Work instructions.
The word to look for is "person". Report every line of the entries below that has it.

[Image-grounded pointing data]

----

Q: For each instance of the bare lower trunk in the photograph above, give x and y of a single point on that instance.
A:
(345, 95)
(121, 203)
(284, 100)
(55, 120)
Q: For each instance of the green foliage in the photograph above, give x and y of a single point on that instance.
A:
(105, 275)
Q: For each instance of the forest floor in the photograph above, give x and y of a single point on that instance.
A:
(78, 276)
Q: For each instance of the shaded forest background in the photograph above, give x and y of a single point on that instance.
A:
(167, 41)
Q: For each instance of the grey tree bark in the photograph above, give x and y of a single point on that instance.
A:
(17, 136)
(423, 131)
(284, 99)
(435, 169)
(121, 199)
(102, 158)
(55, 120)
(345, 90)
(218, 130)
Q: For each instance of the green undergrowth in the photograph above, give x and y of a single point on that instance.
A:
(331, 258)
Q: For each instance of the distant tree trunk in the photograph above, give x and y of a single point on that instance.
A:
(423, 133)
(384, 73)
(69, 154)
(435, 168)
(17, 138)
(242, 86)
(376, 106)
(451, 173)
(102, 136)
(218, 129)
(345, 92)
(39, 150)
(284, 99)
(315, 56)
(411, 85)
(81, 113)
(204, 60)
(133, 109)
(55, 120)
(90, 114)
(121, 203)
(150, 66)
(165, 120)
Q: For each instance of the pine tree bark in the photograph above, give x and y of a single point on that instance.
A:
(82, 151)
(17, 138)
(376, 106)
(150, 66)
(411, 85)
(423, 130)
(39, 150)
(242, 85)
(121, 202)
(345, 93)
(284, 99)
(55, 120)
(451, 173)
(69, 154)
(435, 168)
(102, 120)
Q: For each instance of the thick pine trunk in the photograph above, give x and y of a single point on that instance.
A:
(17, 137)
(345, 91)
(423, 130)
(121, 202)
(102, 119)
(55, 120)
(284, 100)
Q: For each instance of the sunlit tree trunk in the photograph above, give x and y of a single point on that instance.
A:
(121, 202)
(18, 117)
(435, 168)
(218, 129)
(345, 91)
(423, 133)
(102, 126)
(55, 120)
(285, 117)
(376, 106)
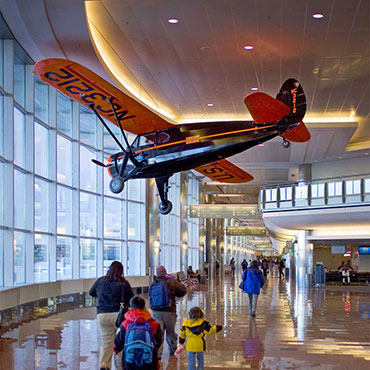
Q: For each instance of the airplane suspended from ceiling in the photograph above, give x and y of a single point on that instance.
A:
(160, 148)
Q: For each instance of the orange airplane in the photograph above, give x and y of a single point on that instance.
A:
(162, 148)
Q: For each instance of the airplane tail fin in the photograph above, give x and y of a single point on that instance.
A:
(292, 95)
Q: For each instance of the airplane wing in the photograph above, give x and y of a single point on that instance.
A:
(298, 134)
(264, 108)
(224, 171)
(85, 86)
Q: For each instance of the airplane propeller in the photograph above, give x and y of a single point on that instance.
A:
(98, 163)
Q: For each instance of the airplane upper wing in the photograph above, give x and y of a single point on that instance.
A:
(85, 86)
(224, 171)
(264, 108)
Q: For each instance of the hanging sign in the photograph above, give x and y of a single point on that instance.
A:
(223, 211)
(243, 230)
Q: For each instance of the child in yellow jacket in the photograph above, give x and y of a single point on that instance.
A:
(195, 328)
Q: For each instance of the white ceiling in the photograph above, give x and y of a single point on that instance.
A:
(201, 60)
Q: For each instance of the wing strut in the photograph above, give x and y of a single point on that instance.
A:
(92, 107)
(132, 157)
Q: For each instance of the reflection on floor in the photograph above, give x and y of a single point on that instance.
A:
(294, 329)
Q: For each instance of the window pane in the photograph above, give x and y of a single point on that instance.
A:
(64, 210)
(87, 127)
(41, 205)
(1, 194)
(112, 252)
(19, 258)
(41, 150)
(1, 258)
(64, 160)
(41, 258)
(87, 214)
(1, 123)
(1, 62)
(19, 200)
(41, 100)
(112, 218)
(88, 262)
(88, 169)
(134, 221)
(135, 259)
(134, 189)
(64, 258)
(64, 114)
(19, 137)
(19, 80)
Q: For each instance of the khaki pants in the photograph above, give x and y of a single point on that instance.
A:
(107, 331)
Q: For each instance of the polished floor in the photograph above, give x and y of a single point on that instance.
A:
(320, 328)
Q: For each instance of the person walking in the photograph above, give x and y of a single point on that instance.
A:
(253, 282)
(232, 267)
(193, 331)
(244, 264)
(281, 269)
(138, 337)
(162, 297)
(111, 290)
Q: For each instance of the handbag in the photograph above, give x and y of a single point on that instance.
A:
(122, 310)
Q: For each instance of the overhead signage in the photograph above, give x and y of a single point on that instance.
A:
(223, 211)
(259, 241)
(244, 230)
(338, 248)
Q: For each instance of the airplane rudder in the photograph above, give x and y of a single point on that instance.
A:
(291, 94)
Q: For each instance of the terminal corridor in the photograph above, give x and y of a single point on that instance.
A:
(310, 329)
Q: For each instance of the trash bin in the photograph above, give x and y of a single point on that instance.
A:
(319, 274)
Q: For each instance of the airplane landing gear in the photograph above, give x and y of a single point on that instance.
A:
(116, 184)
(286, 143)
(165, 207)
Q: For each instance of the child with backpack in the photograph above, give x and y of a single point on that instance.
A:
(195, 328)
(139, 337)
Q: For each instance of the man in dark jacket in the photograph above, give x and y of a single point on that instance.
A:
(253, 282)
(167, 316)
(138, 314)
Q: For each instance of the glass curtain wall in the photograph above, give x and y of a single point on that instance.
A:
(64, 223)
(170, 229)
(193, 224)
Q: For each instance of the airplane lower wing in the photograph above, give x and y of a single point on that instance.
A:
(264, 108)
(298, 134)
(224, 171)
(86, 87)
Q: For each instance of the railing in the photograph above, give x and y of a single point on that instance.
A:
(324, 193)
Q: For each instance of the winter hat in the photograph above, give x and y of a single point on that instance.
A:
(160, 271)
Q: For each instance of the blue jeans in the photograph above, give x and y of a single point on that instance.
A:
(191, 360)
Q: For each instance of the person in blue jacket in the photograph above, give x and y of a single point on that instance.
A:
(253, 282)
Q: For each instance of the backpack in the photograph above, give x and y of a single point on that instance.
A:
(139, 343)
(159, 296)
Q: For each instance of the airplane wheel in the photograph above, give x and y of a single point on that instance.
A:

----

Your response.
Q: For each instance of the person walking in the photograph above, give x and y of a single point on that instance.
Q: For each instance of the person in blue jacket in the photograph above, give x and y of a single point on that instance.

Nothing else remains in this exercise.